Among the entries, find the lines with the string "brown" and copy them.

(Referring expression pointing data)
====================
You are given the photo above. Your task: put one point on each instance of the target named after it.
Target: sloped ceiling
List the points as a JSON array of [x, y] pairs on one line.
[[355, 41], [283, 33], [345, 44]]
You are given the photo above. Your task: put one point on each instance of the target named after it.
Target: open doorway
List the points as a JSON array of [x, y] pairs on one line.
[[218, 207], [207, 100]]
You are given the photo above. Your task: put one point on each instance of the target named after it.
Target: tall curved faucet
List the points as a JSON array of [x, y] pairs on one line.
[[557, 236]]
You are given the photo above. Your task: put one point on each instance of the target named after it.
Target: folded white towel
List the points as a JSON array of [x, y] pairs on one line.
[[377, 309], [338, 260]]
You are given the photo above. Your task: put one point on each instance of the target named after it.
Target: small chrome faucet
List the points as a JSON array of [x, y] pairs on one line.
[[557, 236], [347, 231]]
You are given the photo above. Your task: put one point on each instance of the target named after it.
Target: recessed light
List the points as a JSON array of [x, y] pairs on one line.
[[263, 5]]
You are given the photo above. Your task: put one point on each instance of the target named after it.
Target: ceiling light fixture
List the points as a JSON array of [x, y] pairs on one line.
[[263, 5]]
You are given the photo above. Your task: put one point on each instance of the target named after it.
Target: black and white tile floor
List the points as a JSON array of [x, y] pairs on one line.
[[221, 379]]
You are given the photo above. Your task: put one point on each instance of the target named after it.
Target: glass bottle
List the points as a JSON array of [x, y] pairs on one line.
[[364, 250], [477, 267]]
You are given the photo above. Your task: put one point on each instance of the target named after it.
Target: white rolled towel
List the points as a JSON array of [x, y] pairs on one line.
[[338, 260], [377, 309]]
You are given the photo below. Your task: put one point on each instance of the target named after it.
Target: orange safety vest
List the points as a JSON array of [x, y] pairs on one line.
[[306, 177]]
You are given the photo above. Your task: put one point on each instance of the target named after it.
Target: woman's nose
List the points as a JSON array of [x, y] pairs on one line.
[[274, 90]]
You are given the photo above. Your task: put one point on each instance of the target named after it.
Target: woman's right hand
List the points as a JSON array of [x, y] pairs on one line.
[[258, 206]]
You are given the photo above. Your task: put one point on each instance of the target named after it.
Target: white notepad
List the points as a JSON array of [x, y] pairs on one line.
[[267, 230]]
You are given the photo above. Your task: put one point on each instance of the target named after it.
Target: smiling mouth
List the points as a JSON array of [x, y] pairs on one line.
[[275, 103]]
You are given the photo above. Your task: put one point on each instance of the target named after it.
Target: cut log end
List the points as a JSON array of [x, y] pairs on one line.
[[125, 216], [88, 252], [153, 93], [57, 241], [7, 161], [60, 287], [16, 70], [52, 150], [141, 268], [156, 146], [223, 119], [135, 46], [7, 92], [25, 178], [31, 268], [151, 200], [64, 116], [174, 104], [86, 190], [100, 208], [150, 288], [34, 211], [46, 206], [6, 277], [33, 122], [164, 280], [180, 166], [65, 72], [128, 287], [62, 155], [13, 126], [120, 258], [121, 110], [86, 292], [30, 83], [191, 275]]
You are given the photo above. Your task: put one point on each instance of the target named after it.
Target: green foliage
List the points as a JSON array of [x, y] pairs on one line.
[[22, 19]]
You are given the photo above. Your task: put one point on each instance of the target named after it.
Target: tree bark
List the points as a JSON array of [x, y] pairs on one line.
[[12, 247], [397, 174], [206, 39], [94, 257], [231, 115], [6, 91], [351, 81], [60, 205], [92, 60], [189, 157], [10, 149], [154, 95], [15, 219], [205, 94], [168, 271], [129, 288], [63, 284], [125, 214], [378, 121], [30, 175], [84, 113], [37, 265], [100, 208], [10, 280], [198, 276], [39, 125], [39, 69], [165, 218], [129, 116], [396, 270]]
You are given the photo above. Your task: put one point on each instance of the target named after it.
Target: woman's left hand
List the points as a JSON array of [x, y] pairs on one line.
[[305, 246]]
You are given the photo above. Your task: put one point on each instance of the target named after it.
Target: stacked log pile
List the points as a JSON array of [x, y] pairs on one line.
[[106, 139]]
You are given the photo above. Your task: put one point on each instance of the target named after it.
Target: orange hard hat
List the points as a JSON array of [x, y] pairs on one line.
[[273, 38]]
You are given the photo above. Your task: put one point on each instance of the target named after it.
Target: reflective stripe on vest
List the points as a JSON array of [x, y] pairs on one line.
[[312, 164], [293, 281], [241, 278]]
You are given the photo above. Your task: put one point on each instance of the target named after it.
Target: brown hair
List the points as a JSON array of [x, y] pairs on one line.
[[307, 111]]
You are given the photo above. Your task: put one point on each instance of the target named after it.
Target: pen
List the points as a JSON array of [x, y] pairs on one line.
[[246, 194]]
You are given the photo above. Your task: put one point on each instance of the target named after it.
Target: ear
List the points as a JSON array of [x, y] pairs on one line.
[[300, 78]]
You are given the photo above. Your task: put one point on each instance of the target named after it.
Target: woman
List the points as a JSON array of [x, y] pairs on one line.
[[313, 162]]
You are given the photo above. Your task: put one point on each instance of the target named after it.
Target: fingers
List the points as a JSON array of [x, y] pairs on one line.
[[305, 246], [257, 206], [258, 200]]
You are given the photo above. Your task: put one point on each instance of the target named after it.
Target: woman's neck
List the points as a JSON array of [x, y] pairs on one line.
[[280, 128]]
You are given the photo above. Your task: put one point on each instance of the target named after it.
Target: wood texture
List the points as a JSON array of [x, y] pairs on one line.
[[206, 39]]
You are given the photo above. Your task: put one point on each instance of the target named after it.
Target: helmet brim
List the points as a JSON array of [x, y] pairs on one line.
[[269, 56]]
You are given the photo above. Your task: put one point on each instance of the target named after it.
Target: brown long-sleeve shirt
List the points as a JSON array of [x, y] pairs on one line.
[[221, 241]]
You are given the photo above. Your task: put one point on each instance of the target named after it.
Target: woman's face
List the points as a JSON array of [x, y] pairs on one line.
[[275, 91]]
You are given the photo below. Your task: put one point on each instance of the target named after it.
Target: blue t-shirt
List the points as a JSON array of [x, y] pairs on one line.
====================
◆ **Answer section**
Target: brown hair
Target: brown long-sleeve shirt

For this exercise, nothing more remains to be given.